:: Passage for review ::
----------------------------------------
= Stray voltage =

Electrical potential between unexpected places

Stray voltage is the occurrence of electrical potential between two objects that ideally should not have any voltage difference between them. Small voltages often exist between two grounded objects in separate locations by the normal current flow in the power system. Contact voltage is a better defined term when large voltage appear as a result of a fault. Contact voltage on the enclosure of electrical equipment can appear from a fault in the electrical power system, such as a failure of insulation.

A fallen power conductor from a transmission line forces current through the earth back to the source, which is connected to the earth. The resistance of the earth to current produces a voltage difference between the point of contact and distant earth. If the rate of change of voltage with distance is large, a dangerous potential may exist between the feet of a person in the area.
----------------------------------------
:: Activity list ::
**A)** The stray voltage article says a voltage or potential exists between certain places or objects. List each such pair.
**B)** According to the stray voltage article, what produces the voltage difference between the point of contact and distant earth?
**C)** Continue the stray voltage article from its final sentence.
----------------------------------------
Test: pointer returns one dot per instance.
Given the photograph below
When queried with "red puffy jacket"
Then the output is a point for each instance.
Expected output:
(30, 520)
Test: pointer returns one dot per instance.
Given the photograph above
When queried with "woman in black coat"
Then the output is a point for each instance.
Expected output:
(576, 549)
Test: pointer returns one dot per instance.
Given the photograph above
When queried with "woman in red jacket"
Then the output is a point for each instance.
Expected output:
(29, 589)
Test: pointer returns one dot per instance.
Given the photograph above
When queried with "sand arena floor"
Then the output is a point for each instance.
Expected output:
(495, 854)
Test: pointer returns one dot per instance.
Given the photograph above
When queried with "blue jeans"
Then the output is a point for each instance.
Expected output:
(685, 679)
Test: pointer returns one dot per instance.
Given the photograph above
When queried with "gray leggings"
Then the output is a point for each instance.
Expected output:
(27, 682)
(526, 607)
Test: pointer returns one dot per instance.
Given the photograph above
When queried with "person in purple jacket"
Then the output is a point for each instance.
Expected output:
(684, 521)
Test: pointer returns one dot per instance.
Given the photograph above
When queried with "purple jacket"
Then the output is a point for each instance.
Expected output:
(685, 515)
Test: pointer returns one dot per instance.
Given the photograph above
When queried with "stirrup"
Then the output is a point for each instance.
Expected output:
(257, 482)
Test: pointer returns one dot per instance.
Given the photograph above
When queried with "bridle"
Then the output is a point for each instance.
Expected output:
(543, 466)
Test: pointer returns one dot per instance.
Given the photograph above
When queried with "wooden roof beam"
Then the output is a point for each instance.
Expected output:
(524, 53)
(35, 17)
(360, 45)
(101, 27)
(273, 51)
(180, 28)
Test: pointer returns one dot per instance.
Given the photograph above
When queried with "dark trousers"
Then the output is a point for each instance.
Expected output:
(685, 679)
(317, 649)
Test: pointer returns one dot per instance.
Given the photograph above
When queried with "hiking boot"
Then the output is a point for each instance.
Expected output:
----------------------------------------
:: Answer set ::
**A)**
- Two objects that ideally should not have any voltage difference between them
- Two grounded objects in separate locations
- The point of contact and distant earth
- The feet of a person in the area

**B)** The resistance of the earth to current.

**C)**
==Terminology==
The terminology, stray voltage may be used in any case of undesirable elevated electrical potential. More precise terminology gives an indication of the source of the voltage. Neutral to earth voltage (NEV) specifically refers to a difference in potential between a locally grounded object and the grounded return conductor, or neutral, of an electrical system. The neutral is theoretically at 0 V potential, as any grounded object, but current flows on the neutral back to the source, somewhat elevating the neutral voltage. NEV is the product of current flowing on the neutral and the finite, non-zero impedance of the neutral conductor between a given point and its source, often a distant electrical substation. NEV differs from accidentally-energized objects because it is an unavoidable result of normal system operation, not an accident or a fault in materials or design.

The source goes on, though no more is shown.